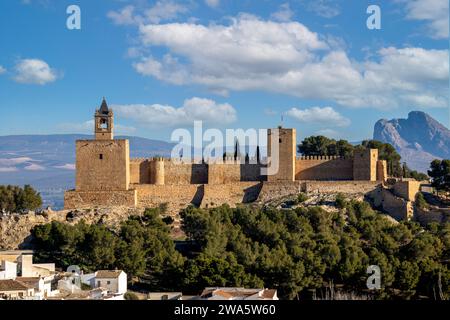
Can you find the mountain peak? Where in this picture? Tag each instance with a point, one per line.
(419, 139)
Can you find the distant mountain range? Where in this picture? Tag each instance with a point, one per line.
(419, 139)
(47, 162)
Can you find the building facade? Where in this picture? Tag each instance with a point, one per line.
(106, 176)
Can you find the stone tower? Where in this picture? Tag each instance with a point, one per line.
(102, 163)
(283, 142)
(104, 122)
(365, 165)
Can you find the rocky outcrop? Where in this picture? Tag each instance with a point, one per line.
(419, 139)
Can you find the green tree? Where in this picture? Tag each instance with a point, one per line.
(440, 174)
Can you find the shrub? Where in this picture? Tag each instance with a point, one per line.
(168, 220)
(340, 201)
(421, 203)
(302, 197)
(16, 199)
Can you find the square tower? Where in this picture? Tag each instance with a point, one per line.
(104, 122)
(365, 165)
(284, 142)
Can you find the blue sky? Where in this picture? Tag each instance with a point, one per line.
(232, 64)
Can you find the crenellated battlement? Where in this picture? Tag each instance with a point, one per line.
(103, 165)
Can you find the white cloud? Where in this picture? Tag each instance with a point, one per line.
(329, 133)
(164, 10)
(87, 127)
(193, 109)
(125, 16)
(14, 161)
(283, 14)
(34, 167)
(434, 12)
(67, 166)
(286, 57)
(8, 169)
(324, 8)
(212, 3)
(326, 116)
(34, 71)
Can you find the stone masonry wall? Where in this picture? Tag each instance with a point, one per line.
(323, 168)
(102, 165)
(88, 199)
(185, 173)
(176, 197)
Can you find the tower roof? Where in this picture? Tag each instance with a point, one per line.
(104, 107)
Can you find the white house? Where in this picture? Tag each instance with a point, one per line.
(42, 285)
(13, 289)
(8, 270)
(114, 281)
(216, 293)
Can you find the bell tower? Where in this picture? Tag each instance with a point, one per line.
(104, 122)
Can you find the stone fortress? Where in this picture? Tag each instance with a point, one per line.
☆ ☆ ☆ ☆
Do this: Rewrite the entries from the line containing "Can you find the blue" down through the last entry, substituting "clock tower" for "bell tower" and leaving everything else as it stands.

Output below:
Can you find the blue sky? Where in this picture? Tag each instance with a point, one per line.
(232, 64)
Can you find the crenellated battlement? Where in this picture? Tag each instance with a point, one per line.
(103, 165)
Can you find the white cloud? Where in this picture? Tag each instance with a point, one per line.
(329, 133)
(164, 10)
(87, 127)
(193, 109)
(125, 16)
(14, 161)
(283, 14)
(34, 167)
(434, 12)
(67, 166)
(286, 57)
(8, 169)
(324, 8)
(212, 3)
(326, 116)
(34, 71)
Can you find the stone masonry wall? Where in this picture? Tag each instance with a point, one per line.
(323, 168)
(102, 165)
(88, 199)
(185, 173)
(176, 197)
Can you find the tower roof? Where in this picture? Tag each instance with a point, one per line.
(104, 107)
Can you find the white house? Where in this picture? Tag each instance with a point, one per line.
(42, 285)
(13, 289)
(8, 270)
(114, 281)
(216, 293)
Can you find the clock tower? Where in this picture? Tag each instance with a point, one per line.
(104, 122)
Can you find the stone fortress? Where in this picture? Tag each instance with a point, one per line.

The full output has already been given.